### [Problem requirements]
Can you carry on the passage on sex offense risk measures and recidivism outcomes, picking up right after its last sentence (not the records)?
[Start Passage shown]
Rater reliability was assessed by six experts re-scoring 92 cases. Given our selection procedures, the reliability files contained a disproportionate number of complete cases. For the total scores, rater reliability was high: For Static-99, the intraclass correlation coefficient (ICC) was .91 (n = 88) and for STABLE-2000, the ICC was .89 (n = 87). The ICC for the individual STABLE-2000 items ranged from .66 to .92 (Mdn = .83). The only item with unacceptable levels of rater reliability was the Static-99 override rating (ICC = .15, n = 74). The above ICCs likely overestimate reliability because the second raters used case files prepared by the officer who originally scored the case. As well, although the second raters were directed to make independent ratings, the original scores were contained in the case files.
Recidivism
All of the risk measures (Static-99R, Static-2002R, STABLE-2000, and STABLE-2007) were designed to assess the likelihood of new sexually motivated offenses for individuals who have already been charged or convicted for a sexually motivated offense against an identifiable victim. Nevertheless, other types of recidivism were considered because the predictors of general recidivism overlap with the predictors of sexual recidivism, and non-sexual recidivism is more common than sexual recidivism among individuals convicted of sexual offenses. Specifically, we examined five different recidivism outcomes: (a) sexual recidivism—any sexually motivated offense (regardless of the charge or conviction), including Category B sex offenses as defined by the Static-99 coding rules (e.g., possession of child pornography, prostitution; Harris, Phenix, Hanson, & Thornton, 2003); (b) sexual recidivism including breaches (“any sex”)—all sexual recidivism as well as sexual breaches, defined as official sanctions for sexually motivated violations of the conditions of community supervision (e.g., being in the company of children); (c) violent recidivism—all crimes involving direct confrontation with the victim. This category included contact sexual offenses, but excluded non-contact sex offenses and sexually motivated breaches; (d) any criminal recidivism—included all crimes (sexual, violent, or non-violent) but excluded technical offenses; and (e) any recidivism—included all crimes (sexual, violent, non-violent), as well as all technical offenses (e.g., breach of conditional release).
[End Passage shown]
[Start Information provided]
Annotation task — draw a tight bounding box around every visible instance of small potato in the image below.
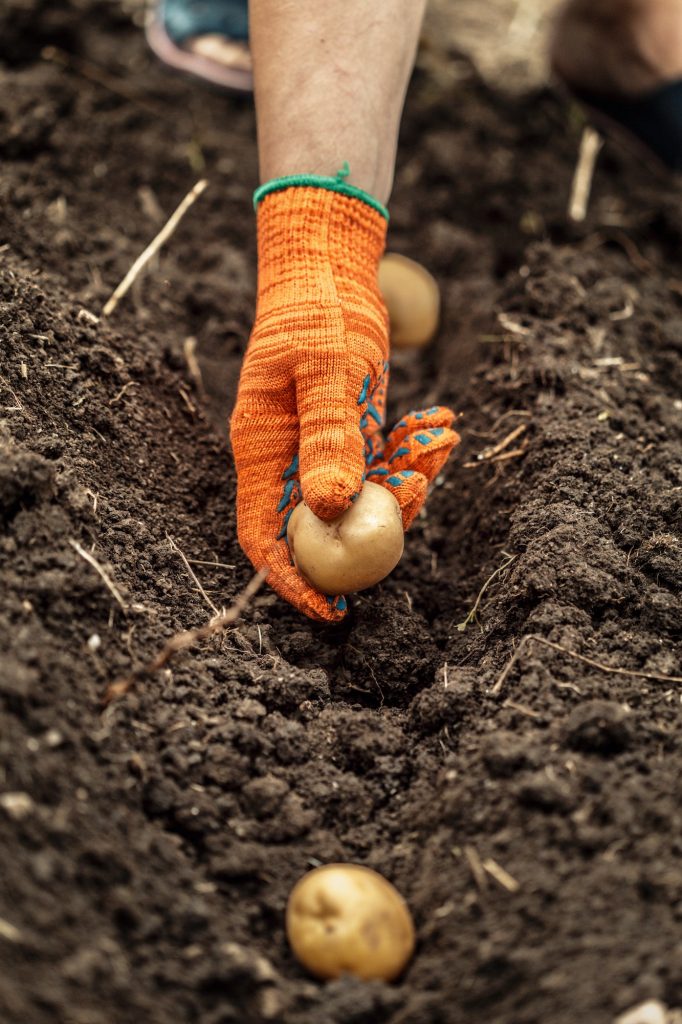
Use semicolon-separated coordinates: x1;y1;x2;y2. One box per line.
379;253;440;348
287;864;415;981
287;483;404;595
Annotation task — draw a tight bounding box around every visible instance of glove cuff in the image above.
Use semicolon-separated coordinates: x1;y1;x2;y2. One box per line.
251;172;387;305
253;162;388;221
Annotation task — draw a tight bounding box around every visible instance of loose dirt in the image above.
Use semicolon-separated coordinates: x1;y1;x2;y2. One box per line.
0;0;682;1024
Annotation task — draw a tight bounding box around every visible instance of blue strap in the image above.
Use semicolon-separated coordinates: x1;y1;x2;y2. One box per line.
159;0;249;45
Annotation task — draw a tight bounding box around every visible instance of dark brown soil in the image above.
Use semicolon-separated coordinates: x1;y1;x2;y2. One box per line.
0;0;682;1024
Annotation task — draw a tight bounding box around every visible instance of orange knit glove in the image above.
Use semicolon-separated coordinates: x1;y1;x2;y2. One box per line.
230;178;459;621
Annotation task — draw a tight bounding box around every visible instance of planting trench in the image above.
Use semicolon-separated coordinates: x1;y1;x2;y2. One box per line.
0;0;682;1024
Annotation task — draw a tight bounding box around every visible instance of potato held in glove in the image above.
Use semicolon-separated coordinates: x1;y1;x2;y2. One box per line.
287;482;404;595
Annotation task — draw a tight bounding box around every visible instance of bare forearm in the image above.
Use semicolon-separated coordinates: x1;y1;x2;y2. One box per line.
250;0;425;203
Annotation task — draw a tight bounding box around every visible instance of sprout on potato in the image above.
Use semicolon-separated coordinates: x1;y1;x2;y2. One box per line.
379;253;440;348
287;482;404;595
287;864;415;981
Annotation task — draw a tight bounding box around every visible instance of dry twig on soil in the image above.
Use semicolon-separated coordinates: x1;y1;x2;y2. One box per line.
491;633;682;696
457;551;516;633
166;534;220;615
69;541;128;611
568;125;603;223
101;178;208;316
102;569;268;706
464;423;528;469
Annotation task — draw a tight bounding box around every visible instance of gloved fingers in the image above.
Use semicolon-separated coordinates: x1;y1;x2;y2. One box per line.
296;346;365;521
386;406;455;459
230;404;346;622
367;463;428;529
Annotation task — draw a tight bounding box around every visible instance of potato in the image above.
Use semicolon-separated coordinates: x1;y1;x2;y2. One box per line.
287;482;404;595
287;864;415;981
379;253;440;348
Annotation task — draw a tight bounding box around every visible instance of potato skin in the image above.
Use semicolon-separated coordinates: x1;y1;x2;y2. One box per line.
379;253;440;348
287;482;404;595
287;864;415;981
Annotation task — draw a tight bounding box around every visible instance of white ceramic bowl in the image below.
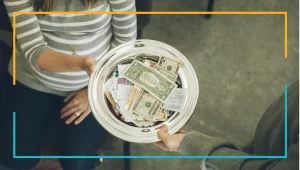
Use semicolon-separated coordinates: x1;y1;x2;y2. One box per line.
88;39;199;143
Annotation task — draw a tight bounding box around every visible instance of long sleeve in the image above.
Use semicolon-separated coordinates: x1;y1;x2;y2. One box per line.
109;0;137;47
3;0;47;69
178;132;300;170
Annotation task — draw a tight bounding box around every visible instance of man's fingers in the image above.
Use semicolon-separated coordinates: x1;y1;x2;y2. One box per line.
75;109;91;125
154;141;169;151
157;125;169;143
60;106;78;119
64;91;77;103
176;129;186;134
66;112;81;125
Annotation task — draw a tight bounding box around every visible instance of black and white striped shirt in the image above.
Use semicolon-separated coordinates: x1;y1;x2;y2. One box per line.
4;0;136;95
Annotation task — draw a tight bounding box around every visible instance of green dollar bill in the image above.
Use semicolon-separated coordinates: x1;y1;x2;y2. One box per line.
133;93;162;120
158;57;181;74
155;66;178;82
124;60;177;102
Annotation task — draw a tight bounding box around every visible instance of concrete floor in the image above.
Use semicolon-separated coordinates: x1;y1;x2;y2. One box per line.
99;0;300;170
0;0;300;170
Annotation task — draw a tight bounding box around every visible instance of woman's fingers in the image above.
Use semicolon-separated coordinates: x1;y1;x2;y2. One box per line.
66;111;81;125
60;106;79;119
83;57;96;76
64;91;77;103
75;109;91;125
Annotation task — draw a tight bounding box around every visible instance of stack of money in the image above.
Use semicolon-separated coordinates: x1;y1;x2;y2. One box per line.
104;54;187;127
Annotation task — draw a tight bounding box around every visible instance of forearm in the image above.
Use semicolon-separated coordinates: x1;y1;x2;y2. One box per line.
37;49;85;72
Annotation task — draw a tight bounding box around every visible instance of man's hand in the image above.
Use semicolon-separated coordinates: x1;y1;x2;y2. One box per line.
61;88;91;125
155;125;185;152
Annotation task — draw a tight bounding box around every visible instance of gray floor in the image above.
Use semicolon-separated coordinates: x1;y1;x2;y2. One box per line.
1;0;300;170
99;0;300;170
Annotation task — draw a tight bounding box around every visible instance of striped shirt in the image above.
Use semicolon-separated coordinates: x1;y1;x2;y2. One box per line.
4;0;136;96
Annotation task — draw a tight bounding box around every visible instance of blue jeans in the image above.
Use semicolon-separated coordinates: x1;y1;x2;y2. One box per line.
0;77;104;170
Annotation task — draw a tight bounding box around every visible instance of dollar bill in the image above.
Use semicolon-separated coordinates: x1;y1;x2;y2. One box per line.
153;110;168;121
124;60;177;102
133;92;162;121
117;78;133;101
104;90;117;109
157;57;181;75
124;85;144;111
155;67;178;82
144;59;157;68
163;88;188;112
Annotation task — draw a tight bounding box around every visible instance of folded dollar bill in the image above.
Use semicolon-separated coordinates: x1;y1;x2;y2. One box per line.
123;60;177;102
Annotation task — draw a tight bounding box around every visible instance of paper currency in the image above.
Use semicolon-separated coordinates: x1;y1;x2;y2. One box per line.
154;110;168;121
117;78;133;101
124;60;177;102
104;90;117;108
163;88;188;112
133;92;162;120
157;57;181;74
155;67;178;82
144;59;157;68
103;53;187;127
118;64;130;78
124;85;144;111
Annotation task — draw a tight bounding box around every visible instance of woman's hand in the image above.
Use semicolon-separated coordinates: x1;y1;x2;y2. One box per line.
82;57;96;76
61;88;91;125
154;125;186;152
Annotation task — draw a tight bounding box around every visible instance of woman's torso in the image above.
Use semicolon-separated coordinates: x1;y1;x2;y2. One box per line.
10;0;112;95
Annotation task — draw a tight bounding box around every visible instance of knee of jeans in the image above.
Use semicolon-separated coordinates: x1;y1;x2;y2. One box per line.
0;158;40;169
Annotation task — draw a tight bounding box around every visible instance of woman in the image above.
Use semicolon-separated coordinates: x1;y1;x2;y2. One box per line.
0;0;136;170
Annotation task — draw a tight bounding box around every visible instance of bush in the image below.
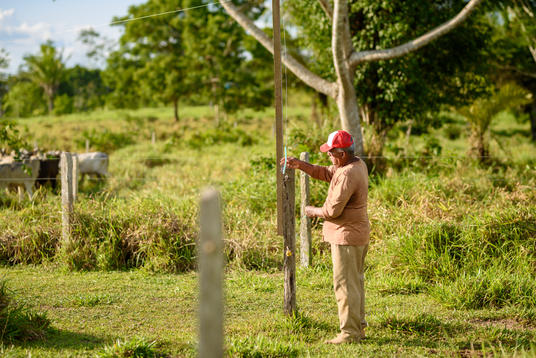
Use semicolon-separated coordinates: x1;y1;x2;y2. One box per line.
53;94;74;116
0;280;50;343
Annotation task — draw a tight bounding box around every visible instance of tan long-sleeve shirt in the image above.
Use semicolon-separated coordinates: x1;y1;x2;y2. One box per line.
311;157;370;246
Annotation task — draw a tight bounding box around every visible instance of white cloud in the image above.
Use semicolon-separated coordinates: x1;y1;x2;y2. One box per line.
15;22;51;40
0;9;15;21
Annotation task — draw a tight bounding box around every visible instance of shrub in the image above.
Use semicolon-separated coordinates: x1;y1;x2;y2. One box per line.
54;94;74;115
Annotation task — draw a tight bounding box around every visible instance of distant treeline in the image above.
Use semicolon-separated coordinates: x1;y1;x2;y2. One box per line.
0;0;536;145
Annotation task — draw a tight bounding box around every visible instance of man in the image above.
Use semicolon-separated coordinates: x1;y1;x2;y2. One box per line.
283;130;370;344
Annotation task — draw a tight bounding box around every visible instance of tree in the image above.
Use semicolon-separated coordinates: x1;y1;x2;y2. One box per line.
220;0;482;155
112;0;271;120
2;79;47;117
490;0;536;142
57;65;107;112
24;41;65;113
0;48;9;117
184;0;273;122
116;0;192;121
457;83;532;162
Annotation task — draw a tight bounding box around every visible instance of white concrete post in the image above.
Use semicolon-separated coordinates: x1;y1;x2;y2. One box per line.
72;154;80;203
198;188;224;358
300;152;312;267
60;152;73;245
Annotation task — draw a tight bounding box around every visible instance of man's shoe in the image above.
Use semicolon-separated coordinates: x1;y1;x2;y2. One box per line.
324;334;360;344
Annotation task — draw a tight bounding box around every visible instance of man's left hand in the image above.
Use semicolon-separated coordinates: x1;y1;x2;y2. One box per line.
305;206;322;218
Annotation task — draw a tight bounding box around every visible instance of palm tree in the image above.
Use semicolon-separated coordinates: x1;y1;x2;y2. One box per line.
24;41;65;113
457;83;532;162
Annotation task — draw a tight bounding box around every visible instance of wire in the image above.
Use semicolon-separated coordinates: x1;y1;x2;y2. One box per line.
65;0;232;32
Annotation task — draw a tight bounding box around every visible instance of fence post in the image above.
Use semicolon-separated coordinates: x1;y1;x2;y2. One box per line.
72;154;80;203
60;152;73;246
283;168;296;316
300;152;312;267
198;188;224;358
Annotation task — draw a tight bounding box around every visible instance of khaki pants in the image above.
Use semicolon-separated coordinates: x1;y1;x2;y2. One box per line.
331;244;368;338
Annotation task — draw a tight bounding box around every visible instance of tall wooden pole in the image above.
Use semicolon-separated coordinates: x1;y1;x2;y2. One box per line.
272;0;283;235
198;189;224;358
283;169;296;316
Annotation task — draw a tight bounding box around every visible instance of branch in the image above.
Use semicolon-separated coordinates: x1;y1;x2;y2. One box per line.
220;0;337;98
350;0;483;70
318;0;333;21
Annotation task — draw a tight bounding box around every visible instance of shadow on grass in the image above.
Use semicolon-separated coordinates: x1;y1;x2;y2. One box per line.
365;314;471;348
491;128;531;138
21;329;108;350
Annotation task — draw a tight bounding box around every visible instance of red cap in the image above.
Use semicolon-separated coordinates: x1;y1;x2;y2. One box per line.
320;130;354;152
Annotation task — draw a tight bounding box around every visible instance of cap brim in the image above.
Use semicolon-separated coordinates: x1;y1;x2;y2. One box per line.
320;143;332;153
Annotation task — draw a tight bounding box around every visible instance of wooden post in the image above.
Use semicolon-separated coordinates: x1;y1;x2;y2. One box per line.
60;152;73;246
272;0;284;235
198;189;224;358
300;152;312;267
283;168;296;316
72;154;80;203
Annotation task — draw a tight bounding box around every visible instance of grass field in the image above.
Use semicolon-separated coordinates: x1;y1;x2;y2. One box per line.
0;103;536;357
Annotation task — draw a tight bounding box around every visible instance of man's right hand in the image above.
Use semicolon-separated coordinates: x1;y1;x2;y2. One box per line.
279;157;302;169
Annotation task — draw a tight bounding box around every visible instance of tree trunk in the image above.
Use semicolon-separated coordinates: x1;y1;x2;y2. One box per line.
[End Information provided]
### [Response below]
Information concerning new offenses was gathered from provincial and national criminal history records, supervising officers, and local police jurisdictions. National criminal history records maintained by the Royal Canadian Mounted Police (RCMP) were received in August 2005, June 2006, and March 2011. Provincial records were received from British Columbia (January 2006), Manitoba (April 2005), and Ontario (December 2005). The Offender Management System of CSC was checked in May 2005, for the CSC offenders registered in the project. Police jurisdictions were contacted to obtain information on all new sexual and violent recidivism incidents identified from official records (as well as technical or non-violent incidents where a serious sanction was applied). Police contacts also resulted in identification of new recidivism incidents not appearing on official criminal records. Last, newspaper databases were searched for each offender in the summer of 2011 to identify new charges or convictions that may not be on criminal records.
Recidivism was considered to have occurred if the agency reporting the information believed that the offense occurred. For breaches, however, an official record of parole revocation or a new conviction for violation of conditional release was required. Given that criminal history records were the major source of recidivism information, the vast majority of recidivism events were linked to an officially recorded charge or conviction.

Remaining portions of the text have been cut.